Text
Sept. 17, 2005, 8:22PM

For dignity's sake, stop using Indians as sports mascots
By TIM GIAGO (NANWICA KCIJI)

UNDER pressure, the NCAA is folding, one college at a time, to the fanatics
insistent upon retaining their Indian mascots.

The key letter in NCAA is the "C" for "collegiate." When it comes to
sporting activities, it is the responsibility of the National Collegiate
Athletic Association to work with and respond to the needs and requests of
college students everywhere in America.

This must also include the 36 colleges based upon the sovereign grounds of
the Indian nations. Without exception, every Indian-controlled college in
this country opposes the use of Indians as mascots.

The National Congress of American Indians, representing more than 400
Indian nations, passed a resolution opposing the use of Indians as mascots.
The Seminole Nation of Florida is a member of NCAI.

The National Indian Education Association, representing nearly every
educator, principal, superintendent and student in the country, also passed
a resolution opposing the use of Indians as mascots. Nearly every Indian
nation in America has passed or is intending to pass, similar resolutions.

The representatives of all the Indian nations in North Dakota recently
approved a resolution supporting the NCAA action against the University of
North Dakota by asking that the "Fighting Sioux" nickname be changed. The
resolution calls on the NCAA to deny an appeal by UND seeking an exemption
from the new policy.

Now I ask those who think it is "traditional, cute or their God-given
right" to use human beings as mascots consider the following: The Indian
nations of North Dakota included in its their resolution that the use of
the "Sioux" nickname "promotes an atmosphere of hostility on the campus of
UND that has resulted in numerous ugly incidents including beatings,
vandalism, death threats and other incidents directed toward the American
Indian students on campus and others who advocate for changing the name."
Before a football game last year students from the opposing team held up
posters that read, "The Sioux Suck."

While covering a protest of Native Americans prior to a football game at
the University of Illinois, a college infamous in Indian country for its
Chief Illiniwek mascot, I observed and photographed angry white Illini
students and alumni spitting at and flicking lighted cigarettes at the
Indian protesters. My question then and now is, how can educated people
honor and praise an imitation of an Indian, a white boy dressed in costume,
and be so vile to the real American Indians protesting their use as mascots
for a sports event?

Let's consider some of the arguments I received by mail and e-mail after my
last column on mascots. What about the Fighting Irish? The University of
Notre Dame, in its early days, was composed of many Catholic priests of
Irish heritage. The school mascot was chosen from within by the Irish
priests. At sporting events the "Irish" mascot does not depict the worst
characteristics of the Irish people. The Fighting Irish sports fans are not
waving whiskey bottles in the air as weapons or as a demonstration of a
supposed Irish trait.

Now witness fans at a Florida State University Seminoles game where fake
tomahawks or extended arms are swept up and down for the infamous "Tomahawk
chop." This horrendous replication of violence honors Indians? How?

Supplied data
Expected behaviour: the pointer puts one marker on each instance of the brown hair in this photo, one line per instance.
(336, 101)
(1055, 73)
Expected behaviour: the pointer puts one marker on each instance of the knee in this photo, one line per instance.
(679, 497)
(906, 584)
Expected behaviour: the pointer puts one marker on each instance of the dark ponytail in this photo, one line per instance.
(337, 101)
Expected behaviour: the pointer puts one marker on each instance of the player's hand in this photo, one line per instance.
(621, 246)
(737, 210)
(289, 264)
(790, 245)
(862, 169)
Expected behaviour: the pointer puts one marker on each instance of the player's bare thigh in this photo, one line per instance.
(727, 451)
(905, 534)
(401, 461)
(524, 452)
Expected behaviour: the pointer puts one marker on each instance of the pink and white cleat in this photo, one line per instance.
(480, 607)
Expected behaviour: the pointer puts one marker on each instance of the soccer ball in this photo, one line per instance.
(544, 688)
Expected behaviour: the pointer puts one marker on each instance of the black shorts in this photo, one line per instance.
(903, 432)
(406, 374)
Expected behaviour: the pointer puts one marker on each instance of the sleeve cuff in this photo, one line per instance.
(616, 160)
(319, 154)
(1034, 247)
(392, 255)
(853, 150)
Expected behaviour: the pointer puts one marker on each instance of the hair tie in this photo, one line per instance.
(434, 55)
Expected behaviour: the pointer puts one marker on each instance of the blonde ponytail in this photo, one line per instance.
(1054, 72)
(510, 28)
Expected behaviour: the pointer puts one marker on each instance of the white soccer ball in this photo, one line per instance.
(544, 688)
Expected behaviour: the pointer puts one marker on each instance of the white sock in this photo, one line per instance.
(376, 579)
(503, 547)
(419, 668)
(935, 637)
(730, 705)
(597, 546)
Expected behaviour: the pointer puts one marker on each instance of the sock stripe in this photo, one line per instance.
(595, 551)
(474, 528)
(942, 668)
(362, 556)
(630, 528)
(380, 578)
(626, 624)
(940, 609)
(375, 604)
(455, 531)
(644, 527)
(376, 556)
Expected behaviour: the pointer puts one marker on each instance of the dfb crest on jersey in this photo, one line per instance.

Problem to solve
Continue the column on Indian sports mascots, beginning right after its last sentence.

The result
What about the Minnesota Vikings? There are no more Vikings, part of a
history long gone. Steelers and Packers are professions, and Cowboys are
not an ethnic minority.

For skin color to serve as a mascot is un-American, racist and horribly
ignorant. Look up the word "redskin" in any dictionary and you will find
that the word is an insult to American Indians. Many Indian organizations
consider the word equivalent to the "N" word.

When I appeared on a national call-in radio talk show on mascots I
experienced some of the most pointed hatred I have ever experienced in my
lifetime. I learned that some of the callers claiming Indian blood who were
fully supportive of the use of Indians as mascots were generally from
eastern tribes. When I in turn questioned them about their tribal
affiliations I soon discovered that nearly all of them had been totally
assimilated into the mainstream and spoke as non-Indians rather than as
Indians with deep and lasting ties to their culture, traditions and
spirituality. Most established eastern Indian tribes have also passed
resolutions opposing the use of Indians as mascots.

One talk-show caller, a member of the Seminole Nation of Oklahoma, also
informed me that his tribe opposes the use of the "Seminole" name by FSU.

I have a question for the Seminole Tribe of Florida: Why do you allow the
student body of FSU to make T-shirts and sweatshirts that bastardize your
proud name to "Noles"? Do you think the Navajo would sit still if
sweatshirts bearing the name "Ajos" were a college fad?

While the hierarchy of the NCAA is arbitrarily allowing some schools to be
exempted from the recent ruling, I suggest that they at least hear the
other side of the story before caving in wholesale. The powers-that-be at
the NCAA must understand that the majority of American Indians rigidly
opposed the use of Indians as mascots for America's sporting events. If one
or two tribes think it is all right, does that mean they then become the
majority? Isn't this a nation where majority rules?

I suggest that the NCAA poll the faculty and students at the 36 Indian
colleges, then decide whether any college should be exempted from its prior
ruling. The "C" in NCAA stands for "collegiate," not for "collapsing" in
the face of controversy.

Giago, an Oglala Lakota, is president of the Native American Journalists
Foundation Inc. He can be reached via e-mailed at
najournalists@....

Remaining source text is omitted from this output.